*TUJUAN TUGAS*. Cetak ulang seluruh artikel tentang Muslim Rohingya di bawah ini tanpa mengubah satu kata atau tanda baca pun.

*KUTIPAN SUMBER*.
--- --- ---
Buntut Nasib Muslim Rohingya di Tengah Isu Makin Ganasnya Pasukan Militer Myanmar

Senin, 21 Februari 2022 | 18:31
K M ASAD/Flickr

Muslim Rohingya di Bangladesh

Sosok.ID - Mahkamah Internasional (ICJ) sedang memulai proses untuk mendengar keberatan awal Myanmar atas kasus genosida yang diajukan terhadapnya atas tindakan keras tahun 2017 yang brutal oleh militer terhadap sebagian besar Muslim Rohingya.

Proses persidangan, yang dimulai Senin (21/2/2022), telah diberi urgensi tambahan dan diperumit oleh kudeta yang terjadi di Myanmar.

Diketahui kudeta telah merenggut banyak nyawa dan harapan warga Myanmar.

Dilansir dari Al Jazeera, kasus ini diajukan oleh Gambia dengan dukungan Organisasi untuk Kerjasama Islam (OKI) setelah lebih dari 700.000 orang Rohingya melarikan diri ke negara tetangga Bangladesh.
--- --- ---
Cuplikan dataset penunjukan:
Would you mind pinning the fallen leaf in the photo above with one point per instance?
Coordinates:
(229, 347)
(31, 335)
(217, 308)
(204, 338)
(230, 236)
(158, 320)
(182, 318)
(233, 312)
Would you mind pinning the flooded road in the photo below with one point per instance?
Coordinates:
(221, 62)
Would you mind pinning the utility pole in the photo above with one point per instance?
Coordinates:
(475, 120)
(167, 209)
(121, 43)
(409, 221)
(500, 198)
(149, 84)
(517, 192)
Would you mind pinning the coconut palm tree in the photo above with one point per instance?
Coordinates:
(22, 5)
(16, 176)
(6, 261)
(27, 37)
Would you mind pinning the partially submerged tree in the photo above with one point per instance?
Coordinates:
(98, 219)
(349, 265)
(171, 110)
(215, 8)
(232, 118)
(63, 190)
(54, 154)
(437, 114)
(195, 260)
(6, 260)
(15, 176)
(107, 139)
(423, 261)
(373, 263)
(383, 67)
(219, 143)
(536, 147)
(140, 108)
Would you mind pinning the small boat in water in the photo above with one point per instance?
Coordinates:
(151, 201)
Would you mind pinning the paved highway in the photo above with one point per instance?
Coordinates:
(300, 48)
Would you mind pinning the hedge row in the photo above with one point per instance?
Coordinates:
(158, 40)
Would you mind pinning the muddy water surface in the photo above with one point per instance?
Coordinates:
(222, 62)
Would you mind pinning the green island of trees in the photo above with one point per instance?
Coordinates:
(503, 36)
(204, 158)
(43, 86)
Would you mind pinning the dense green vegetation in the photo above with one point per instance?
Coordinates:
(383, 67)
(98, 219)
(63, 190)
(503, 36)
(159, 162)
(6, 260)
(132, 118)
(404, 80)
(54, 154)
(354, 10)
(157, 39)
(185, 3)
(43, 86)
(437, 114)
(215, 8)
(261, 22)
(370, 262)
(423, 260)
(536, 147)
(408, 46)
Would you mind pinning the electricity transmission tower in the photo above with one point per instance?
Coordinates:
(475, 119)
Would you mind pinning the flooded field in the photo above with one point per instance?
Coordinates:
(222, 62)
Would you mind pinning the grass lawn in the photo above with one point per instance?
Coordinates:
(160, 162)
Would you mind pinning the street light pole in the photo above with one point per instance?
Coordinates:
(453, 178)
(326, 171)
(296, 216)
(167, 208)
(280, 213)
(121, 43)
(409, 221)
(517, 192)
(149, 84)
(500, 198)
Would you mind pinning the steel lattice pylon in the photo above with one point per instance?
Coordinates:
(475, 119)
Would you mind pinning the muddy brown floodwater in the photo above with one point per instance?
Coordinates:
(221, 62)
--- --- ---
*SEBAGAI TANGGAPAN*.
Buntut Nasib Muslim Rohingya di Tengah Isu Makin Ganasnya Pasukan Militer Myanmar

Senin, 21 Februari 2022 | 18:31
K M ASAD/Flickr

Muslim Rohingya di Bangladesh

Sosok.ID - Mahkamah Internasional (ICJ) sedang memulai proses untuk mendengar keberatan awal Myanmar atas kasus genosida yang diajukan terhadapnya atas tindakan keras tahun 2017 yang brutal oleh militer terhadap sebagian besar Muslim Rohingya.

Proses persidangan, yang dimulai Senin (21/2/2022), telah diberi urgensi tambahan dan diperumit oleh kudeta yang terjadi di Myanmar.

Diketahui kudeta telah merenggut banyak nyawa dan harapan warga Myanmar.

Dilansir dari Al Jazeera, kasus ini diajukan oleh Gambia dengan dukungan Organisasi untuk Kerjasama Islam (OKI) setelah lebih dari 700.000 orang Rohingya melarikan diri ke negara tetangga Bangladesh.